WHAT YOU NEED TO DO: How many lines in the records below contain the string "leafy", matched with case counting? Reply with the number alone.

DATA EXCERPTS:
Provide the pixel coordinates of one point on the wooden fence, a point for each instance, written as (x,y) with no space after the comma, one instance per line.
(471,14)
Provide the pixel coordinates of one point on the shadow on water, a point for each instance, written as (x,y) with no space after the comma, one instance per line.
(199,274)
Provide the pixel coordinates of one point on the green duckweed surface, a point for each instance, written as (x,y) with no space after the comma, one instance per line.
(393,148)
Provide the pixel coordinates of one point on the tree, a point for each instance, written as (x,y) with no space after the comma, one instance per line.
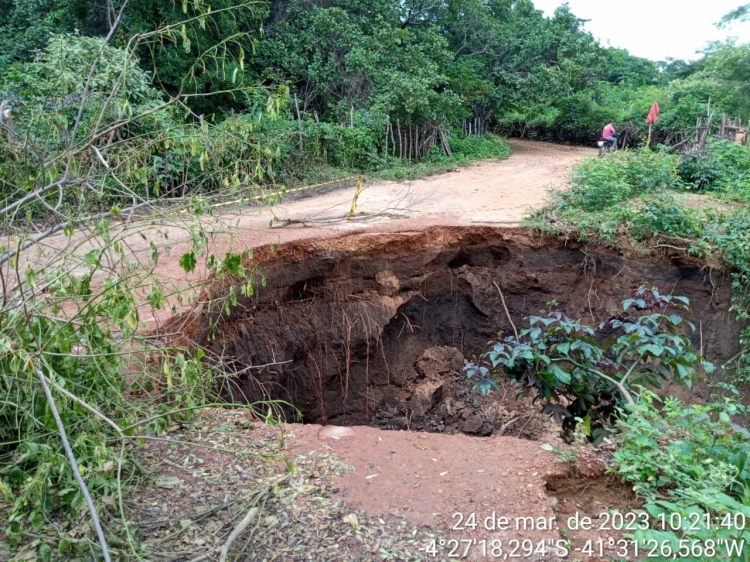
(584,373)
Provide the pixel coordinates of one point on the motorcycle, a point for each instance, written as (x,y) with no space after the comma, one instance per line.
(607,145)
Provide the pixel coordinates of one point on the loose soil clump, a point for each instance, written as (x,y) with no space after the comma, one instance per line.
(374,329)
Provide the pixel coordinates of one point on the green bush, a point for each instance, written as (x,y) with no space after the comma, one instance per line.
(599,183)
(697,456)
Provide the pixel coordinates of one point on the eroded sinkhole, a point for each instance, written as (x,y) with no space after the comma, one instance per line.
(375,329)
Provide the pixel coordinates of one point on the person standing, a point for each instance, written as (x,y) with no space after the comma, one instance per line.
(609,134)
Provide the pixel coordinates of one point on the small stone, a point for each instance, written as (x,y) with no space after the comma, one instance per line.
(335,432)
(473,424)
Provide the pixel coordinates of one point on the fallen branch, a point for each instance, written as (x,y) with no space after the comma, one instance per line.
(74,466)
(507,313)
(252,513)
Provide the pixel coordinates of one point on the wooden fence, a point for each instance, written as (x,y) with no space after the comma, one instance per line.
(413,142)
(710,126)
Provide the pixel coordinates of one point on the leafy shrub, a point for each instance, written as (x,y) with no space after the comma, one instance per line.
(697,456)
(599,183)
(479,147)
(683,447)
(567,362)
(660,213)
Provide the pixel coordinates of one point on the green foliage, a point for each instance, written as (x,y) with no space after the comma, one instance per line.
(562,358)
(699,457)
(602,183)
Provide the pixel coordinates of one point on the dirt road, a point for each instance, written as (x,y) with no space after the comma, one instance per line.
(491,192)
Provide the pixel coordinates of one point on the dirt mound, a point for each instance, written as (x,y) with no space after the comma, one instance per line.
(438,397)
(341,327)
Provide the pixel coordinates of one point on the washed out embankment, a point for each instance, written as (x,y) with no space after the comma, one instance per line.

---

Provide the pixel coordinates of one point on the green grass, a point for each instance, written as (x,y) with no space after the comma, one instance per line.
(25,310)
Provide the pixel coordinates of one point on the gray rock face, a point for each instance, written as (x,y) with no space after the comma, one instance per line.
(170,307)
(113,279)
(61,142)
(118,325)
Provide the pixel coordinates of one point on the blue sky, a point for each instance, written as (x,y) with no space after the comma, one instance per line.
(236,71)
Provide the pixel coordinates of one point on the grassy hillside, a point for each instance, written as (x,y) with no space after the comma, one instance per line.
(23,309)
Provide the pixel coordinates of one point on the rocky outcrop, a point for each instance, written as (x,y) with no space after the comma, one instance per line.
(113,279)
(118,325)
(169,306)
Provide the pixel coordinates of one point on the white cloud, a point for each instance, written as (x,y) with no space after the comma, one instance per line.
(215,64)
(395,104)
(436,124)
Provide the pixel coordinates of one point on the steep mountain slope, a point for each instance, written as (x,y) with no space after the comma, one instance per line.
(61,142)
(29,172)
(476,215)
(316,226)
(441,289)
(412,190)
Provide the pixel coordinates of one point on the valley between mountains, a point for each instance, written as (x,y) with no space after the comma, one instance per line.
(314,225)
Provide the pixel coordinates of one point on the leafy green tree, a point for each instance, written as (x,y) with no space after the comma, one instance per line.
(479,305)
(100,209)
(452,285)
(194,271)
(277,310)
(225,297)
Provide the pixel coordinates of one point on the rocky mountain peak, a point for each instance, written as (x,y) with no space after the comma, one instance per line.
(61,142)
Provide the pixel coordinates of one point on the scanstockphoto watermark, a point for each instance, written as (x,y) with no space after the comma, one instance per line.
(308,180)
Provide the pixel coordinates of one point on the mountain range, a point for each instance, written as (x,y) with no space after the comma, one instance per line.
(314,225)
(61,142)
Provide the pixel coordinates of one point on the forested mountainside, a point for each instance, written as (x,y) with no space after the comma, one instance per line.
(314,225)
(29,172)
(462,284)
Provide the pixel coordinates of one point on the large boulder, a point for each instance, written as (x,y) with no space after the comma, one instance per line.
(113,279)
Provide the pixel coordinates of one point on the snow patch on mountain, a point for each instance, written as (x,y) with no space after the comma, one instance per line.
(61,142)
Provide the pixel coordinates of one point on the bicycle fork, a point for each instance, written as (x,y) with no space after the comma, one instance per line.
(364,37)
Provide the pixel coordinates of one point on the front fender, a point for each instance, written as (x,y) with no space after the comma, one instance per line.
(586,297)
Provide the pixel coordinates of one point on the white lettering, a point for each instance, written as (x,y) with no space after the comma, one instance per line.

...

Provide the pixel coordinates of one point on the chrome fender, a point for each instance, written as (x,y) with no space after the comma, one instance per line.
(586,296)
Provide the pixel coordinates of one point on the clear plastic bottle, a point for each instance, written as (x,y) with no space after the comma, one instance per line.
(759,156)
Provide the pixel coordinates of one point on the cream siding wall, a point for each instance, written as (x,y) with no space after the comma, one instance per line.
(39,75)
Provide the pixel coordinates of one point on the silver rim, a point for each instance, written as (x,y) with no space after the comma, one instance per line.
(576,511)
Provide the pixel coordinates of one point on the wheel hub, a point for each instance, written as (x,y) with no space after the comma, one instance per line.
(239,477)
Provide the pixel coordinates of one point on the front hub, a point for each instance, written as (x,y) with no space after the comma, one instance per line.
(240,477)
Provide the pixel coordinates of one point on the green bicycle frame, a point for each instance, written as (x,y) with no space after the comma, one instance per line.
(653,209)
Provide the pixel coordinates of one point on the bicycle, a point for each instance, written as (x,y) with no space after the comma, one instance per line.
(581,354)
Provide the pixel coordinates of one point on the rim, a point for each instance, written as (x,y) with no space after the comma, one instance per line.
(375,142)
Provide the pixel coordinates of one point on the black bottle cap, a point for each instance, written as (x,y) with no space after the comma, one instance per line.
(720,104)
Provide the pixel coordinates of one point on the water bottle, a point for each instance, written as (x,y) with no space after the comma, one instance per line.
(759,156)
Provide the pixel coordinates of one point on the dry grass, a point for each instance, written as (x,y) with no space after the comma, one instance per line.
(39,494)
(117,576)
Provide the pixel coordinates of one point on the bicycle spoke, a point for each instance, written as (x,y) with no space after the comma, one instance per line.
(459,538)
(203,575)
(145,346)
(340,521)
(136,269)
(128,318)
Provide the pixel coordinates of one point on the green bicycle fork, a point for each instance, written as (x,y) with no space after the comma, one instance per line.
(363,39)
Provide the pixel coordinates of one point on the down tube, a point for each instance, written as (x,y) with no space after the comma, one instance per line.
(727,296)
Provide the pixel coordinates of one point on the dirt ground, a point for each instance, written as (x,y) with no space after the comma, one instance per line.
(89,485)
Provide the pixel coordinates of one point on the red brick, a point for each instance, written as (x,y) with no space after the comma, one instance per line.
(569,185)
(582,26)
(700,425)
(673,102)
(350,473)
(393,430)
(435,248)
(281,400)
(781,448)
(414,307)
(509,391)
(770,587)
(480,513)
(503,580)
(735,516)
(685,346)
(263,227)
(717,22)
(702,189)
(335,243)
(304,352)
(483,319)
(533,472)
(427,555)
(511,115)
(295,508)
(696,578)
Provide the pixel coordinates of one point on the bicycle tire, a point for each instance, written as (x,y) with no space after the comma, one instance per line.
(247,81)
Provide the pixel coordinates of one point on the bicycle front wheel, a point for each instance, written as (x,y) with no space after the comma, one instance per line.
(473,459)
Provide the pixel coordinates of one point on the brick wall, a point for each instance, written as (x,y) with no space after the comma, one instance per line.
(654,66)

RESULT FOR THIS TASK: 2